* TASK DETAILS: Reproduce word for word the passage from the piece on creative expression below that opens with the words containing "Ephesians 2:10 (NLT)" and closes with "have found useful.".

BEGIN EXCERPT TO READ

Why Words Are Not Always Enough

If you have tried to talk about your pain and found the words coming up short, you are not failing at communication. You are running into a limitation of language itself. Traumatic memories are often stored in the brain’s right hemisphere, the side that deals in images, sensations, emotions, and spatial awareness. The left hemisphere, where language lives, sometimes cannot access what the right hemisphere holds.

This is why you might know something is wrong, feel it in your chest or your gut, but when someone asks you to explain it, the words scatter. It is not that you are inarticulate. It is that the experience was encoded in a language your mouth was never taught to speak.

Creative expression offers a different pathway. When you pick up a brush or shape something with your hands, you bypass the verbal bottleneck. You let the story come out through a different door.

This Is Not About Making Good Art

Here is where most men stop before they start. The inner critic shows up immediately: “I can’t draw. I’m not creative. This is going to look ridiculous.” And if the goal were to produce something beautiful, that critic would have a point.

But the goal is not beauty. The goal is honesty.

Trauma-informed creative practices are not art class. No one is grading your technique. The only question that matters is: what came out? When you draw a dark circle in the center of a page and you feel something shift in your chest, that is information. When you press harder than you expected with a pencil, or when you reach for red instead of blue without knowing why, your body is speaking.

You might try something simple. Take a blank piece of paper and a few colored pencils. Set a timer for ten minutes. Draw whatever comes, without planning or judging. Scribbles count. Shapes count. Color without form counts. When the timer goes off, sit with what you made. Not to evaluate it, but to notice what you feel.

What Men Discover When They Create

Men who engage in creative expression as part of their healing journey often report things they did not expect. Anger they did not know they were carrying shows up as sharp lines and dark colors. Grief reveals itself in empty space. Sometimes a man will draw something and only later recognize it as a memory he had not thought about in years.

There is also something deeply grounding about working with your hands. In a world that keeps men in their heads, constantly strategizing, analyzing, problem-solving, the physical act of creating pulls you back into your body. You feel the texture of the paper. You notice the resistance of the clay. You are present in a way that thinking alone cannot achieve.

“For we are God’s masterpiece. He has created us anew in Christ Jesus, so we can do the good things he planned for us long ago.”

Ephesians 2:10 (NLT)

You were made by a Creator. That means creativity is not foreign to you. It is woven into the very fabric of who you are, whether or not anyone told you that. When you create, you are not doing something outside your nature. You are returning to it.

Practical Ways to Begin

You do not need an art supply store or a weekend retreat. You need ten minutes and a willingness to feel awkward. Here are a few entry points that other men have found useful.

Journaling with images: instead of writing words, draw your emotional state. Stick figures are fine. Abstract shapes are fine. The point is expression, not exhibition.

END EXCERPT TO READ
BEGIN GIVEN ENTRIES

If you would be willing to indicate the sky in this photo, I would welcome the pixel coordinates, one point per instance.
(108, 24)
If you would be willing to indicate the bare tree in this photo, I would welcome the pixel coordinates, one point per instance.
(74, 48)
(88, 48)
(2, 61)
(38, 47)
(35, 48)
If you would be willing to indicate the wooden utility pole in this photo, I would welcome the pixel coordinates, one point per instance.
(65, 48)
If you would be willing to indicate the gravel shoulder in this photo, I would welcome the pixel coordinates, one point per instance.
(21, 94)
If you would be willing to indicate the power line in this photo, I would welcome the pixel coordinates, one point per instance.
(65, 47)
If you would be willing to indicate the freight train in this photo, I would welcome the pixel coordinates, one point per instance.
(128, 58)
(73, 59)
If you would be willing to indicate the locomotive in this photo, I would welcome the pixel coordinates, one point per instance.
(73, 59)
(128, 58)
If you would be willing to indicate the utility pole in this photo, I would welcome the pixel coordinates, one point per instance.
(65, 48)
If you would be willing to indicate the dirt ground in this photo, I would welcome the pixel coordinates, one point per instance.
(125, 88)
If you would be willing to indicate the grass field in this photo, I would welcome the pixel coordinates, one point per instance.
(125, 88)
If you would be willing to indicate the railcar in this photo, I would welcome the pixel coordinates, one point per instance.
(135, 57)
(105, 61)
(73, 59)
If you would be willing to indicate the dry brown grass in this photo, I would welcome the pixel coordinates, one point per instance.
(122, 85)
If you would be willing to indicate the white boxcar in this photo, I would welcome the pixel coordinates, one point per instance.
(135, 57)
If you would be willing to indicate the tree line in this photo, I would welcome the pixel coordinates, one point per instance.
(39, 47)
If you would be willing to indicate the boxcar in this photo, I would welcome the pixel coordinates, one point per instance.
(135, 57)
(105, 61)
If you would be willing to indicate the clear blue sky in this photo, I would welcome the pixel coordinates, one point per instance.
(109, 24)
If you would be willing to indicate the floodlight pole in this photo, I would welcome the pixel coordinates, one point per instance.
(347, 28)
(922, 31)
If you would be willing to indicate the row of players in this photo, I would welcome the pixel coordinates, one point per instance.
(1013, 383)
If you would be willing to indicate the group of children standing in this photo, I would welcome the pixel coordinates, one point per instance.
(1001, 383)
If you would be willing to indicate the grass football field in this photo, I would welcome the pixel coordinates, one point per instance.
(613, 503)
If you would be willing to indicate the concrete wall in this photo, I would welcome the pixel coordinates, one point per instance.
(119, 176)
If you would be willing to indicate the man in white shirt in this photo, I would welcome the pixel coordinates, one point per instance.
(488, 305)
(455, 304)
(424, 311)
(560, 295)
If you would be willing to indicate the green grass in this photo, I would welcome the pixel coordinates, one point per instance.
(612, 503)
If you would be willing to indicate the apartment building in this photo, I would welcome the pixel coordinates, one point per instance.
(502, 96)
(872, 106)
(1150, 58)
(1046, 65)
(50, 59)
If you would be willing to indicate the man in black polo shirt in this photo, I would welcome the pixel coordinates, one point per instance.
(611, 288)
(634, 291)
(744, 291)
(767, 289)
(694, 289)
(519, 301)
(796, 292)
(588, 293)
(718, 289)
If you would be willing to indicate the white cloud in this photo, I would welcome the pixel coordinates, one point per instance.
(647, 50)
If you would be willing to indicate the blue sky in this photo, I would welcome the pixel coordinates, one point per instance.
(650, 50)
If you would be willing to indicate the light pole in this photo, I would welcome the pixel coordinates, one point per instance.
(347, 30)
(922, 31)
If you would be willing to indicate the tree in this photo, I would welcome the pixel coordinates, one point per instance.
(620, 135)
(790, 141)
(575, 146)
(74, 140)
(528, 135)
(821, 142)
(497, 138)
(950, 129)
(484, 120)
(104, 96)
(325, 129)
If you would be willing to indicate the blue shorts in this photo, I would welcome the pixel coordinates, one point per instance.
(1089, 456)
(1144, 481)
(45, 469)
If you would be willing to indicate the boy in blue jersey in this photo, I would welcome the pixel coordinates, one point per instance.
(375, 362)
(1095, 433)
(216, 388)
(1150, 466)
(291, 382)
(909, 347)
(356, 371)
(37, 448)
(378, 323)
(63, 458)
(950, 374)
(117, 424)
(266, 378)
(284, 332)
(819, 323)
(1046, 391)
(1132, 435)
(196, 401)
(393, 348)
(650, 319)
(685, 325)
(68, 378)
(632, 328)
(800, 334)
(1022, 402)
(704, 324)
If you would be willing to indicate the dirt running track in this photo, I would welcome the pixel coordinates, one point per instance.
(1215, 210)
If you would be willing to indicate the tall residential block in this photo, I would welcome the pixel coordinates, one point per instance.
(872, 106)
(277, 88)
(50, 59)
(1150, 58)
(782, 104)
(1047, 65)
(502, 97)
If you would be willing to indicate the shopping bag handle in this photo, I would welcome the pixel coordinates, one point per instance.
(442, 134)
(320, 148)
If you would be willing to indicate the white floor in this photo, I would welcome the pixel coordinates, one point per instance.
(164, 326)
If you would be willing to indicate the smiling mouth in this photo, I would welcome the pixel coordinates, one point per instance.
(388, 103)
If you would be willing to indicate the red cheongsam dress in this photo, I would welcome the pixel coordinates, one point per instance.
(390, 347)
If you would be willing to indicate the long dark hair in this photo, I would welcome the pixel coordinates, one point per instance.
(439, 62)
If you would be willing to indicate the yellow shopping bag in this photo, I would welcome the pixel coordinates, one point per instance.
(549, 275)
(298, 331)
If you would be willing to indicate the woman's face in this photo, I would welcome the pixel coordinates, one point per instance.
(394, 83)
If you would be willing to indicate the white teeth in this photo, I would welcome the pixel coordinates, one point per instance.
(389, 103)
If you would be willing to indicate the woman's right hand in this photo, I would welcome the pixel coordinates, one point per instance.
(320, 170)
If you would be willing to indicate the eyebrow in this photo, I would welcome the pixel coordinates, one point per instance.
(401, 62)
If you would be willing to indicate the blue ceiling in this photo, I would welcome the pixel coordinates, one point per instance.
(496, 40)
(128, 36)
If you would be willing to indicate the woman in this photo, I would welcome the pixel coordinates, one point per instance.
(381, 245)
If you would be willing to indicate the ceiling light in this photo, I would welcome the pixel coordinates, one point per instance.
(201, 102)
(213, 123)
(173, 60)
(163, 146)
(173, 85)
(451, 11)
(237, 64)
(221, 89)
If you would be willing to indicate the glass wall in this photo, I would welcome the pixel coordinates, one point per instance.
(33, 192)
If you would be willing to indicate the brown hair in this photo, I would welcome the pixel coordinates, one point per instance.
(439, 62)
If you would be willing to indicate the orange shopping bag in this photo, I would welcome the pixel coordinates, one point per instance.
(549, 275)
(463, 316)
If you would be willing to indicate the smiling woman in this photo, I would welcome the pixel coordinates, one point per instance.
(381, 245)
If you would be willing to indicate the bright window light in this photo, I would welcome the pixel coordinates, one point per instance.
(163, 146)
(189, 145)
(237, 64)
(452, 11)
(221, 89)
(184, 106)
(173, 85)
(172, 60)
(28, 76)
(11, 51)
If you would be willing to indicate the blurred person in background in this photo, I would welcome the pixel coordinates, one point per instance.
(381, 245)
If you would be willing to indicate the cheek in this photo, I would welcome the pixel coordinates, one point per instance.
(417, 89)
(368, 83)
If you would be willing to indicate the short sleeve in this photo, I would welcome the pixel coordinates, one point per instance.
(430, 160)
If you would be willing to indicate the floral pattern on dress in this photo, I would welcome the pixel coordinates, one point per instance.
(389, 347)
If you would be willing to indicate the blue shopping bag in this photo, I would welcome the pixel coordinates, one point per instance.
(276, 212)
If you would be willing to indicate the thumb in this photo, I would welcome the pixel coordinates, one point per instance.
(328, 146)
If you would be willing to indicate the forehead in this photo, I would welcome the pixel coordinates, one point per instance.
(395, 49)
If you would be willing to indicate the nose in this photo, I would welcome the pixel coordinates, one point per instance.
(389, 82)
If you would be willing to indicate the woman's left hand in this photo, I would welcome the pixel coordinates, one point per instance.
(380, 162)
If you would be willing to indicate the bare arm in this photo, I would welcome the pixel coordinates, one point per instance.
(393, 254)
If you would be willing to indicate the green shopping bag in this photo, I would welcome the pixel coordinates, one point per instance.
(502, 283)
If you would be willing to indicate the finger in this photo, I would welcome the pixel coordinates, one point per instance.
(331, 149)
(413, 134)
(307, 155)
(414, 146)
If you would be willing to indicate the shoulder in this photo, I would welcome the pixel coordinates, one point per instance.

END GIVEN ENTRIES

* CORRECT RESULT:
Ephesians 2:10 (NLT)

You were made by a Creator. That means creativity is not foreign to you. It is woven into the very fabric of who you are, whether or not anyone told you that. When you create, you are not doing something outside your nature. You are returning to it.

Practical Ways to Begin

You do not need an art supply store or a weekend retreat. You need ten minutes and a willingness to feel awkward. Here are a few entry points that other men have found useful.